What is needed:
Reproduce every line of the records below, requests included, and shift each point coordinate in the answers by adding 95 to it, leaving the numbers in the requests and their format samples unchanged. Leave the pictures out of your reply.

Point labeling records:
══════════

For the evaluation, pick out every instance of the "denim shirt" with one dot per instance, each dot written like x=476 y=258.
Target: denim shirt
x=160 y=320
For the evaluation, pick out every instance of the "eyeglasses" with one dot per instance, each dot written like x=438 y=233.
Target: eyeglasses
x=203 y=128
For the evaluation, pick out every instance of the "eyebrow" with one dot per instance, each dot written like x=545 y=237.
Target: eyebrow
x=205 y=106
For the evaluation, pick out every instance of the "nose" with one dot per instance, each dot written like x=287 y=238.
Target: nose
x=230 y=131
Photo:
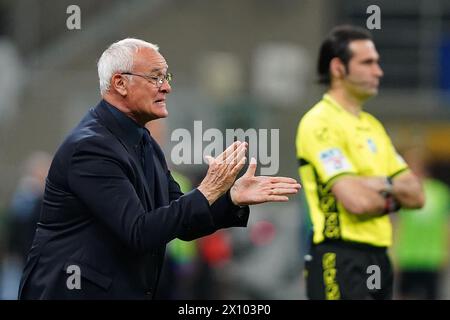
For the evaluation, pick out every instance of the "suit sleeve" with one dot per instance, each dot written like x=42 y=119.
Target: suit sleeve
x=100 y=180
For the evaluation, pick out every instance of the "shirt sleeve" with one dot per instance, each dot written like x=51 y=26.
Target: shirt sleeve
x=396 y=163
x=322 y=145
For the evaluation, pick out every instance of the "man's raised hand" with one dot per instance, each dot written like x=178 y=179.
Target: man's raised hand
x=251 y=189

══════════

Complete response:
For the evaluation, pick out every instance of the "denim shirt" with one dot per instance, each dot written like x=476 y=258.
Target: denim shirt
x=255 y=415
For the evaluation, pick out every instance of the "eyeglasses" with one dot per instance, each dot written like x=438 y=233.
Target: eyeglasses
x=298 y=223
For the evaluation, pick out every instance of the "eyebrow" with one dot per instance, each dot written like x=545 y=237.
Target: eyebrow
x=300 y=201
For the evaluation, pick out every instance of the "nose" with one dot per instance, each dot written like x=287 y=238.
Target: nose
x=325 y=226
Photo:
For the evaluation, pick out every instance of the "suit sleeve" with one dot per instance, each dot written like x=42 y=119.
Target: suit sleeve
x=195 y=275
For the evaluation, pick out every instance of the "shirt sleeve" with one dot per instance, each dot written like x=51 y=26.
Target: shirt sleeve
x=491 y=258
x=417 y=240
For the evaluation, pick out every instance of the "man's raised hand" with one dot per instance, each dot written like x=178 y=179.
Target: man's raised hand
x=346 y=284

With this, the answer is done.